▶ [TASK REQUIREMENTS]: Reproduce every item below word for word, with the pictures omitted from your answer.

== SUPPLIED RECORDS

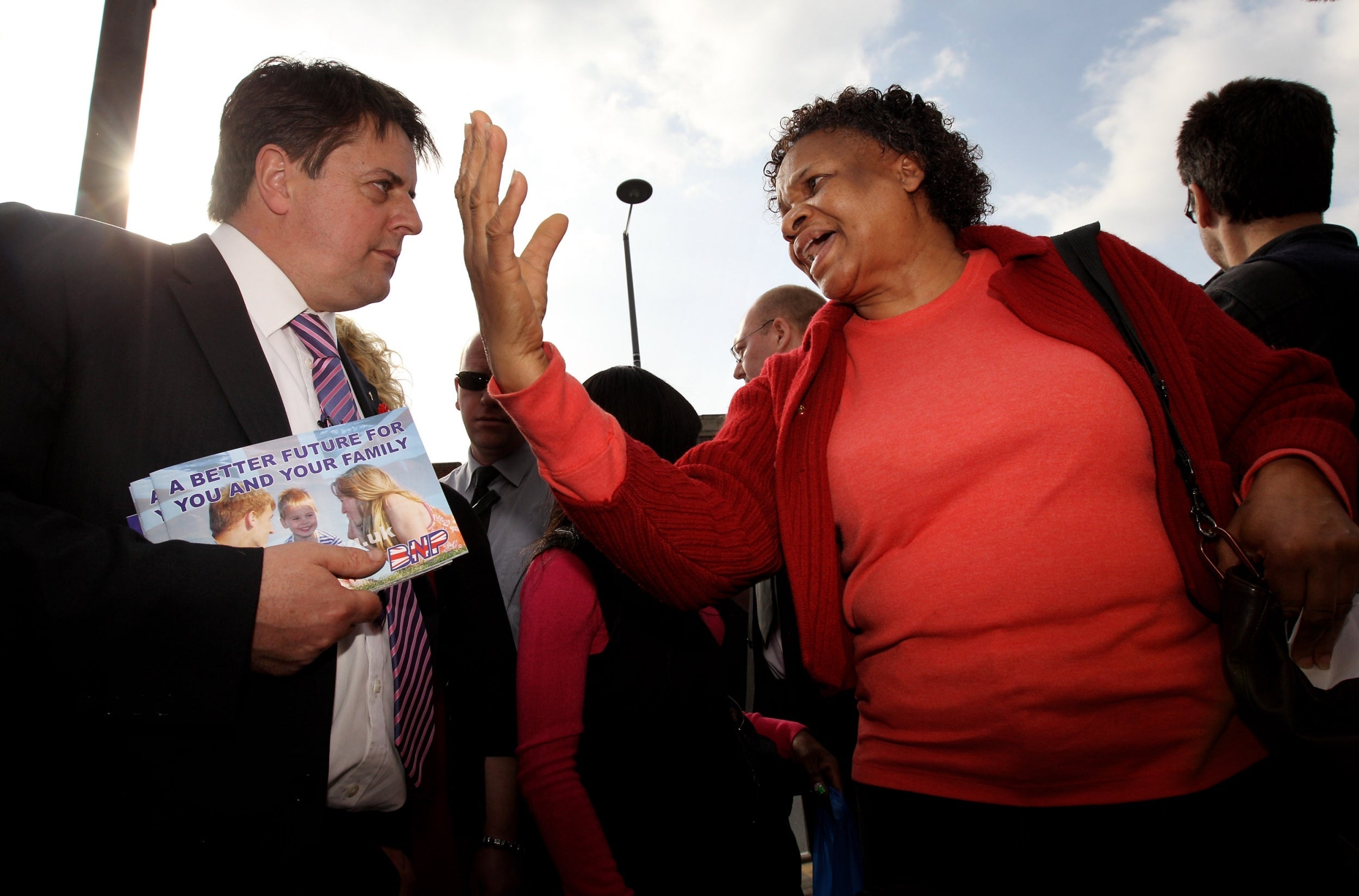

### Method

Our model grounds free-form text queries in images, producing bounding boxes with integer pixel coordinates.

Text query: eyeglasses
[731,318,779,364]
[458,371,491,392]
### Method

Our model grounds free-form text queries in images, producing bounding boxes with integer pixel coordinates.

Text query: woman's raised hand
[456,111,567,392]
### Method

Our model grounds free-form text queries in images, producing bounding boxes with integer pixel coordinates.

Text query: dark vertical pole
[76,0,157,227]
[622,228,641,367]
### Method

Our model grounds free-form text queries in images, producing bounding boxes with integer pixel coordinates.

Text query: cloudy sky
[0,0,1359,460]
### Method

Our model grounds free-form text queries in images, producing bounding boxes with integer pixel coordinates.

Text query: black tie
[472,464,500,525]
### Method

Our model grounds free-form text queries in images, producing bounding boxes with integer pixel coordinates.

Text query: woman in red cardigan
[458,87,1359,893]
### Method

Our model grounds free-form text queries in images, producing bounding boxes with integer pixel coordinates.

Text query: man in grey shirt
[443,333,552,645]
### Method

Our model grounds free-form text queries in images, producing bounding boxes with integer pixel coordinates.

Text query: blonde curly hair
[336,314,407,410]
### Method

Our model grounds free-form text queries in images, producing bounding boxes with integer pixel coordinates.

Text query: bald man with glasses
[731,285,826,383]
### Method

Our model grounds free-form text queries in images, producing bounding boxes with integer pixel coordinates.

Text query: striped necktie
[288,312,434,787]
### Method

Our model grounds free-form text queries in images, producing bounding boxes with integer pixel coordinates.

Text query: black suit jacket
[0,204,514,874]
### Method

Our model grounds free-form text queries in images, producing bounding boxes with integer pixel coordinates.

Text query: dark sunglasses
[458,371,491,392]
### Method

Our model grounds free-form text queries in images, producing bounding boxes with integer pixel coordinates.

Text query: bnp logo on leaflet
[391,529,448,572]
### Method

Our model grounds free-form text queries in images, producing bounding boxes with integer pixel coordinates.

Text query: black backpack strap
[1052,221,1219,622]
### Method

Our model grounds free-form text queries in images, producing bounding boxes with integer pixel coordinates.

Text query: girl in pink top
[518,367,840,896]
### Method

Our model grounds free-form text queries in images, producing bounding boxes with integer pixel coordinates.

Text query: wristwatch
[480,836,523,853]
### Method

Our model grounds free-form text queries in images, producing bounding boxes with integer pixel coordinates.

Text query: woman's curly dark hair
[765,84,995,234]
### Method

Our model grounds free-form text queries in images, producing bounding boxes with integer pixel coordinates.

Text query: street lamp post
[76,0,157,227]
[619,178,651,367]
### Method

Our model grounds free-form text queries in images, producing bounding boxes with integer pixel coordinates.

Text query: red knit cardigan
[546,227,1359,690]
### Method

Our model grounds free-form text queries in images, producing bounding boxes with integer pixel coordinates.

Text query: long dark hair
[533,367,703,556]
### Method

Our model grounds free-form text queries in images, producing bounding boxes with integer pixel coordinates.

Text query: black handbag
[1052,221,1359,784]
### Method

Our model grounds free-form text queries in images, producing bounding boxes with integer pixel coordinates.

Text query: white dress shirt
[211,224,407,812]
[443,444,552,646]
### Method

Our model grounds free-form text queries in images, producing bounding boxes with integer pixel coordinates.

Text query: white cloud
[996,0,1359,280]
[919,46,968,93]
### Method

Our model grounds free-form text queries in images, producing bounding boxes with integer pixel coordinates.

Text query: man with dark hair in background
[1176,77,1359,428]
[718,284,858,885]
[0,58,514,893]
[443,333,553,643]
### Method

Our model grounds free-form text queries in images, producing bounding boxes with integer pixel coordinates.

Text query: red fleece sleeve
[492,345,782,610]
[746,713,806,759]
[518,550,632,896]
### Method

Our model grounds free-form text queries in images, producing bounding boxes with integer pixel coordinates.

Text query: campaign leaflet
[128,477,170,543]
[142,408,467,591]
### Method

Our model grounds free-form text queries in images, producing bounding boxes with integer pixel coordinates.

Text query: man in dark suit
[0,60,514,892]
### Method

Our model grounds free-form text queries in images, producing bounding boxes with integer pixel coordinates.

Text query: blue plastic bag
[812,787,863,896]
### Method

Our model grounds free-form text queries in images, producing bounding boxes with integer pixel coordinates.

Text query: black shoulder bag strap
[1052,223,1359,766]
[1052,221,1223,622]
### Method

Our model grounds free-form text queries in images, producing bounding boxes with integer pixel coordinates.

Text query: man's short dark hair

====

▶ [THE REPLY]:
### Method

Our model grounds free-form text queries in images, producing bounding boxes with integer pixel coordinates.

Text query: eyeglasses
[731,318,779,364]
[458,371,491,392]
### Method

Our model grounds free-form text queries in images, producing bounding boxes with integer pixel coordinates.

Text query: woman's raised hand
[456,111,567,392]
### Method

Our model grounds free-form text queries in images, producing bounding boxes with integer pixel coordinates.

Text query: dark vertical pole
[76,0,157,227]
[622,228,641,367]
### Method

Our model grounds free-form text queries in images, producing bounding boxes with integer pixel coordinates.

Text query: cloudy sky
[0,0,1359,460]
### Method

Our model grounds free-form text queries in images, producing bounding boxes with integer pixel coordinates.

Text query: black tie
[472,464,500,525]
### Method

Our model grounds free-form text queries in images, producing bounding boxes with integer pixel coordinates.

Text query: woman in red cardigan
[458,87,1359,893]
### Method

Our model grounds free-form text queries in images, producing bounding boxes with integer pixel coordinates.

Text query: man in grey shirt
[443,333,552,645]
### Method

Our model grounds free-form text queries in images, producing bounding boxes with integer pixel coordinates.

Text query: blonde curly hair
[336,314,407,410]
### Method

Our model grounds free-form text queries in images, producing bounding boxes with integer pixel coordinates.

Text query: bald man with glasses
[731,285,826,383]
### Method

Our model grounds free-form text queries in images, producing bounding boxes with integer pixel coordinates.

Text query: striped necktie
[288,312,434,787]
### Method

Our model grounds free-form text queries in images, producing bounding boxes with integer pixel coordinates.

Text query: black suit jacket
[0,204,514,874]
### Method

Our model grounds free-form text queries in images, producing bounding boxes with integer pixel coordinates.

Text query: dark sunglasses
[458,371,491,392]
### Method

Our model grounds free-form text queries in images, producing bounding boxes with integer pixel coordinates.

Text query: bnp logo on leaflet
[391,529,448,572]
### Method

Our model grounds free-form text queries in images, producing bounding boxes with integer pixel coordinates.

Text query: black backpack strap
[1052,221,1219,622]
### Method

Our model grounds free-form text queries in images, producing bounding boxes with integer pixel coordinates.

Text query: girl in pink top
[518,367,840,896]
### Method

Our model grounds free-form text queries in images, producing bounding boxes with integer pixel coordinates.

Text query: wristwatch
[480,836,523,853]
### Method

Our model grounds free-form text queries in images, producing bounding boxes with integer pixel coordinates.

Text query: woman's curly dark hair
[765,84,995,234]
### Method

Our model grounds free-form text queries in images, producing bounding boxes with integer pixel coordinates.

Text query: street lamp post
[76,0,157,227]
[619,178,651,367]
### Method

Our model grounds free-form text queries in images, producing bounding boxes with integer pixel coordinates.

Text query: red knit cardigan
[546,227,1359,690]
### Method

Our model grounds free-form text queries in images, producing bounding boxes with integer pixel coordinates.

Text query: long dark hair
[533,367,703,556]
### Method

Our model grounds free-form text queries in images, producing bounding boxes with integer pixel coordinates.

Text query: black handbag
[1052,221,1359,784]
### Method

Our model grounds free-form text queries in images, producing bounding boxes with integer pixel coordinates.

Text query: white dress shirt
[211,224,407,812]
[443,444,552,646]
### Method

Our model grounds free-form text queries in images, producing bounding boxes with integer pixel coordinates.

Text query: white cloud
[996,0,1359,280]
[919,46,968,93]
### Method

Our model grounds free-form text queries in images, producing bounding boxes with integer pixel coordinates.

Text query: man with dark hair in background
[1176,77,1359,428]
[718,284,858,885]
[0,58,514,893]
[443,333,553,643]
### Method

Our model grounds free-form text queries in images, producing bounding boxes with integer pixel coordinates.

Text query: red fleece sleeve
[492,345,782,610]
[746,713,806,759]
[518,550,632,896]
### Method

Our model grounds free-form text queries in images, producing bounding boxes with integer pixel coordinates.

Text query: campaign leaflet
[128,477,170,543]
[142,408,467,591]
### Method

Our model grounds free-form text queries in images, producing bounding boxes with integer pixel coordinates.

Text query: man in dark suit
[0,60,514,892]
### Method

Our model grounds free-form text queries in images, producing bounding boxes with integer pixel coordinates.

Text query: blue plastic bag
[812,787,863,896]
### Method

Our model grounds free-form text queries in images, producing bounding boxes with integer pixel coordinates.

Text query: black shoulder bag strap
[1052,223,1359,766]
[1052,221,1223,622]
### Method

Our model grounds free-form text queries in images, producing bounding boxes with integer pixel coordinates.

Text query: man's short dark hair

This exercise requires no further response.